---------- PAGE EXTRACT

Researchers have unveiled significant new evidence pointing to a connection between a diminished sense of smell and an increased risk of developing late-life depression. Although the findings do not establish a causal relationship between the two, they suggest that the loss of smell may serve as a powerful indicator of overall health and well-being.
According to Vidya Kamath, an associate professor of psychiatry and behavioral sciences at the Johns Hopkins University School of Medicine, a compromised sense of smell has long been recognized as an early warning sign of neurodegenerative disorders like Alzheimer’s and Parkinson’s diseases, as well as a mortality risk. Now, this study underscores its association with depressive symptoms.
The research, conducted using data from the Health, Aging, and Body Composition Study (Health ABC), involved 2,125 participants aged 70 to 73 at the beginning of the eight-year study in 1997-98. At the start, these individuals exhibited no difficulties in physical activities such as walking, climbing stairs, or performing daily tasks. The participants were assessed annually in person and every six months via phone, undergoing tests for odor detection, depression, and mobility.

--------------------
---------- DATA TO EXAMINE

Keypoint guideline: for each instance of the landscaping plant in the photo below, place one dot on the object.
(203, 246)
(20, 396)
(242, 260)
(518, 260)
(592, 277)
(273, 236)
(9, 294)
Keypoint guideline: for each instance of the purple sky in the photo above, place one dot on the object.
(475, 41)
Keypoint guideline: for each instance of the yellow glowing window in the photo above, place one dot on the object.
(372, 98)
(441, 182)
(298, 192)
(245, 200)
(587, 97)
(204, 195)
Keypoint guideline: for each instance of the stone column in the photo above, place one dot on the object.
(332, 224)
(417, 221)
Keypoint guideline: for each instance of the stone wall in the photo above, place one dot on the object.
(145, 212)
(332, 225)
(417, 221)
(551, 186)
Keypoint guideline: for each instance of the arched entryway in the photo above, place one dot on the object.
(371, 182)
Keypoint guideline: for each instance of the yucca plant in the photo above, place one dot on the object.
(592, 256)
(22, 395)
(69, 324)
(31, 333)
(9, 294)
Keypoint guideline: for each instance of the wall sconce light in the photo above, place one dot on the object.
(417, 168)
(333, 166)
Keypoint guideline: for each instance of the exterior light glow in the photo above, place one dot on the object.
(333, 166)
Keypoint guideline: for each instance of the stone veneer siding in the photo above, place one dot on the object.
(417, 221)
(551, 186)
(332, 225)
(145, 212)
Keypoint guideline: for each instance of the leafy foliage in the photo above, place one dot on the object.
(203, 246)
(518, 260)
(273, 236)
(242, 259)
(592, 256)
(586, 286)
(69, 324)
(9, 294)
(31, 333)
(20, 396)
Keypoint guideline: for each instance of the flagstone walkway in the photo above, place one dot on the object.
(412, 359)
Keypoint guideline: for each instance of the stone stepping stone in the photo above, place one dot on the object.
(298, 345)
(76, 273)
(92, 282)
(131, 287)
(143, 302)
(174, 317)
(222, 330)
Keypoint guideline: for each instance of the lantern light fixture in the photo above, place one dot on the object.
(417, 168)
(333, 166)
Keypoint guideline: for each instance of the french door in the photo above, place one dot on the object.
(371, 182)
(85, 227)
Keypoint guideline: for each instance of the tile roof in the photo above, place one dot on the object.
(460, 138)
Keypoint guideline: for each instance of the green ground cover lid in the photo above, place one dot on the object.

--------------------

PROBLEM 1 | According to the article on smell loss and late-life depression, how many participants did the research involve, and what were their ages at the start?
PROBLEM 2 | Carry on the article on smell loss and late-life depression, starting after its final sentence.
The records come from a different source than the text.

RESPONSE AREA 1 | It involved 2,125 participants aged 70 to 73 at the beginning of the study.

RESPONSE AREA 2 |
The study published in the Journal of Gerontology: Medical Sciences, revealed that, in 1999 when the sense of smell was first measured, 48% of participants had a normal sense of smell, 28% exhibited a decreased sense of smell (known as hyposmia), and 24% experienced a profound loss of smell (known as anosmia). Notably, those with a better sense of smell tended to be younger compared to those reporting significant loss or hyposmia.
Over the follow-up period, 25% of participants developed significant depressive symptoms. Further analysis showed that individuals with a decreased or profound loss of smell had a higher risk of developing significant depressive symptoms compared to those with normal olfaction. Additionally, the study identified three depressive symptom “trajectories” within the group: stable low, stable moderate, and stable high depressive symptoms. A poorer sense of smell was associated with an increased likelihood of falling into the moderate or high depressive symptoms groups, indicating a correlation between the severity of smell impairment and the presence of depressive symptoms. These findings remained consistent even after adjusting for various factors such as age, income, lifestyle, health conditions, and antidepressant medication usage.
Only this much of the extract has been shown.